**What to work on**
Please list every line in the entries below that contains the string "navy", treating uppercase and lowercase as different.

[Excerpts from a dataset on pointing to objects]
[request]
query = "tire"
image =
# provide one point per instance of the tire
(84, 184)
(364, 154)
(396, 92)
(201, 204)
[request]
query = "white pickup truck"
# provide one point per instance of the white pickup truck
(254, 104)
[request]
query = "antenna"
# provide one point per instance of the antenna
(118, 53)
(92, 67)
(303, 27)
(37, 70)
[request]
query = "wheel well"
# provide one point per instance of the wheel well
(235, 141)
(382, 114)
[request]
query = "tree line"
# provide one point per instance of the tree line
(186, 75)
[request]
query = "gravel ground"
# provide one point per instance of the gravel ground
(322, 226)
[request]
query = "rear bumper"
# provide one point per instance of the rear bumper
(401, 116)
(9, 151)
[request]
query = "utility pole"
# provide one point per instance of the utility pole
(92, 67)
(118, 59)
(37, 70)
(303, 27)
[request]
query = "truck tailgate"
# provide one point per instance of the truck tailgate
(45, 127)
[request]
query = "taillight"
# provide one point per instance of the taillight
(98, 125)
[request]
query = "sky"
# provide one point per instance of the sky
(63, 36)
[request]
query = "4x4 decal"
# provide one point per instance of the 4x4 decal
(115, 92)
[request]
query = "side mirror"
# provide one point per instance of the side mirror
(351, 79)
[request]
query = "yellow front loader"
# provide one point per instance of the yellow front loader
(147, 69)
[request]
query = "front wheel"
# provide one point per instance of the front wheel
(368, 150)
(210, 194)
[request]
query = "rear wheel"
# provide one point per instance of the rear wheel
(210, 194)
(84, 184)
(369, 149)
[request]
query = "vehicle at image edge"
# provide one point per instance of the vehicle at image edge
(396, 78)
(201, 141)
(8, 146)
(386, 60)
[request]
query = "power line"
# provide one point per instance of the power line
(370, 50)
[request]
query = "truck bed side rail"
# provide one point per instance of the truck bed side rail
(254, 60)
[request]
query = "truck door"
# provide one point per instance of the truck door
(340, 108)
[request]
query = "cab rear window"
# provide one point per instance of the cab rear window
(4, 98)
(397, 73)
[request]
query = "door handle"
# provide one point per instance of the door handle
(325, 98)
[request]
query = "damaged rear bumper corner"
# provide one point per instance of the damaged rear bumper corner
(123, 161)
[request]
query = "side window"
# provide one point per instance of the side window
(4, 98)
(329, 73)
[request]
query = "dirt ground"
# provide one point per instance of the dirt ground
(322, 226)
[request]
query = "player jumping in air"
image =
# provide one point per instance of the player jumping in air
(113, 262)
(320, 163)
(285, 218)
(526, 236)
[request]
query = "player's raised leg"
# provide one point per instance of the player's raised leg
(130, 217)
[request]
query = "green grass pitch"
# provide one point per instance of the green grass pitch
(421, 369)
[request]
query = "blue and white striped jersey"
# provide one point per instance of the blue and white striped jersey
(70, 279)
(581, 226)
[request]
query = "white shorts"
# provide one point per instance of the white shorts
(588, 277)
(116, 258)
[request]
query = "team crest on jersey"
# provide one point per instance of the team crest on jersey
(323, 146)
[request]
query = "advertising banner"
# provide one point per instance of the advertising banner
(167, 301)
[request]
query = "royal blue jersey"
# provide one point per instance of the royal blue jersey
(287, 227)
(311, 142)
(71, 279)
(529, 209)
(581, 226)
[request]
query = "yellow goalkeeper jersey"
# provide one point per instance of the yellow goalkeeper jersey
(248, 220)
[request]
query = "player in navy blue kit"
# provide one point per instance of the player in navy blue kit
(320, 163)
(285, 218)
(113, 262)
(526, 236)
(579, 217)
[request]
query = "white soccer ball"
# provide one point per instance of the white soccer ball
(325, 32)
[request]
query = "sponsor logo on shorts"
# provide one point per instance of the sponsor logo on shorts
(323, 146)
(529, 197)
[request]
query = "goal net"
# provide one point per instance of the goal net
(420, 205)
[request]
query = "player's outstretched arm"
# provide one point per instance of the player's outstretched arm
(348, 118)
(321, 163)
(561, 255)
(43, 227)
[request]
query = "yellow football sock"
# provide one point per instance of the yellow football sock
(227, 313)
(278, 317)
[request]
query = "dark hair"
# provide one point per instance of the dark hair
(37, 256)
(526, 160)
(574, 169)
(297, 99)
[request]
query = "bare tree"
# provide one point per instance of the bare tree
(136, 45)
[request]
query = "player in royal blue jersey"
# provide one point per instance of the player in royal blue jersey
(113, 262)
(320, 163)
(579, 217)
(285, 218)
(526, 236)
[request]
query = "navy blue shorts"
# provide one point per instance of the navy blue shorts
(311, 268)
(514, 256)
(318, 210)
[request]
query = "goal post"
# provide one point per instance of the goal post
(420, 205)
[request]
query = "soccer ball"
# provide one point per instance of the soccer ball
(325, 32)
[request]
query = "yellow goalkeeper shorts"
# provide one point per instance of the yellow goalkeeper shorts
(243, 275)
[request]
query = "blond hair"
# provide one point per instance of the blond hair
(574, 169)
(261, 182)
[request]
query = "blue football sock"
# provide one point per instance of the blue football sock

**Reply**
query = "player in navy blue kit"
# provide one point per instance of the player in navy blue kit
query = "navy blue shorts"
# provide one point per instance of the navy blue shorts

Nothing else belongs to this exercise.